What you need to do — Which lines of the entries below run from the one holding "of the dense" to the one holding "of the meadow", inclusive? Set down exactly those lines and no others.

Input records —
----

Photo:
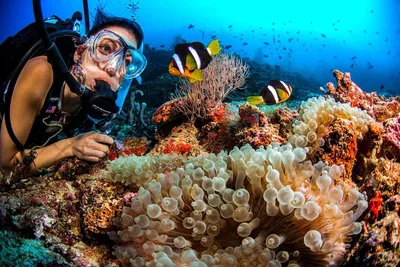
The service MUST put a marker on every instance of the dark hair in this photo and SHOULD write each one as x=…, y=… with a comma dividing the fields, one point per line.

----

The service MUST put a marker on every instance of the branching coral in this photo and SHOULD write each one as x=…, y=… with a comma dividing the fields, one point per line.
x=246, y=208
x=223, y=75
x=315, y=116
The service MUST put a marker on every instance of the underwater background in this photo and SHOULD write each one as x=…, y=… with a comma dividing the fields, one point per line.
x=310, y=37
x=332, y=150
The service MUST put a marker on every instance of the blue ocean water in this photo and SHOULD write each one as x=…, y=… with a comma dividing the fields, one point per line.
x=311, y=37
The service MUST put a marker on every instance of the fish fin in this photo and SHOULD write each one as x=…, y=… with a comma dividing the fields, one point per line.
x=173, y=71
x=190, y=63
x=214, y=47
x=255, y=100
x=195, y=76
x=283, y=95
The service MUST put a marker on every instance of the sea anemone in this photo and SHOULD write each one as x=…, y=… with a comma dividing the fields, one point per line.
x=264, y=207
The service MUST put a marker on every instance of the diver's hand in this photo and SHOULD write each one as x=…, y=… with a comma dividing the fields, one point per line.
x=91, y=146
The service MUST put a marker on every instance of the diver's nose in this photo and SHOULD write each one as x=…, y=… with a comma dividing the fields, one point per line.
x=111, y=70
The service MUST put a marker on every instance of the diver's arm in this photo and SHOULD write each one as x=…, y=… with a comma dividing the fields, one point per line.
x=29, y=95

----

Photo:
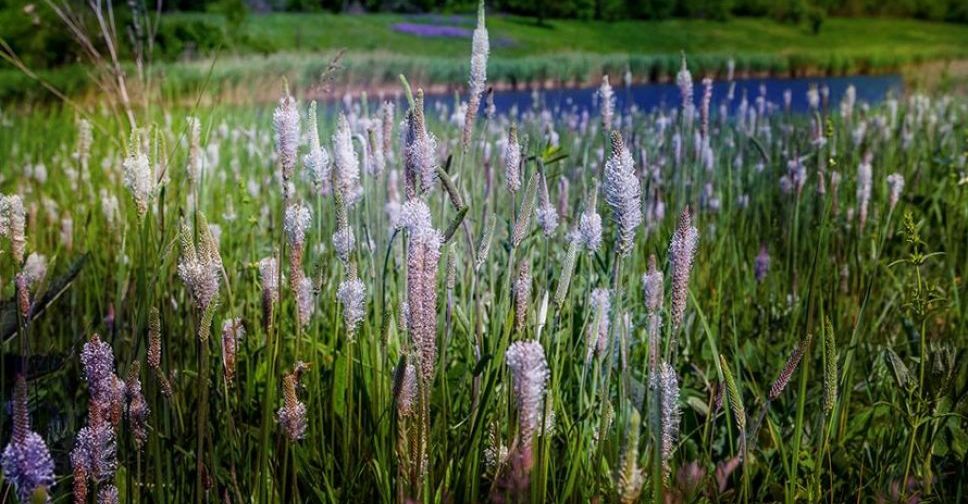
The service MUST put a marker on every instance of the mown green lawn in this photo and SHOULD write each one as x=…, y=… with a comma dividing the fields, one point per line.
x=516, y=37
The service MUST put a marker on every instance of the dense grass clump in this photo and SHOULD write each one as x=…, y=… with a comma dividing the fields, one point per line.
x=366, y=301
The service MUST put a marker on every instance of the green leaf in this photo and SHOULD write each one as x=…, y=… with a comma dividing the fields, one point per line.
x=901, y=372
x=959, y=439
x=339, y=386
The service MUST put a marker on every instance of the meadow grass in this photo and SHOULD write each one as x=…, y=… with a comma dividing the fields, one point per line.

----

Result —
The service MUST put a marker on every instance of the dense grass clump in this photo and SHOULD write each one as x=…, y=… with a comma dividing the fields, one point per line.
x=366, y=301
The service MUST put a marker on every instance of the green leaf in this photo and SHOULD write each one as x=…, y=… with a comma dividing the fields, one point per line.
x=901, y=372
x=959, y=439
x=339, y=386
The service MUST put a marker on every instance of the meadow grass in this photo and SHOULD write each one as x=…, y=… with a comma dividing the fields, one point per line.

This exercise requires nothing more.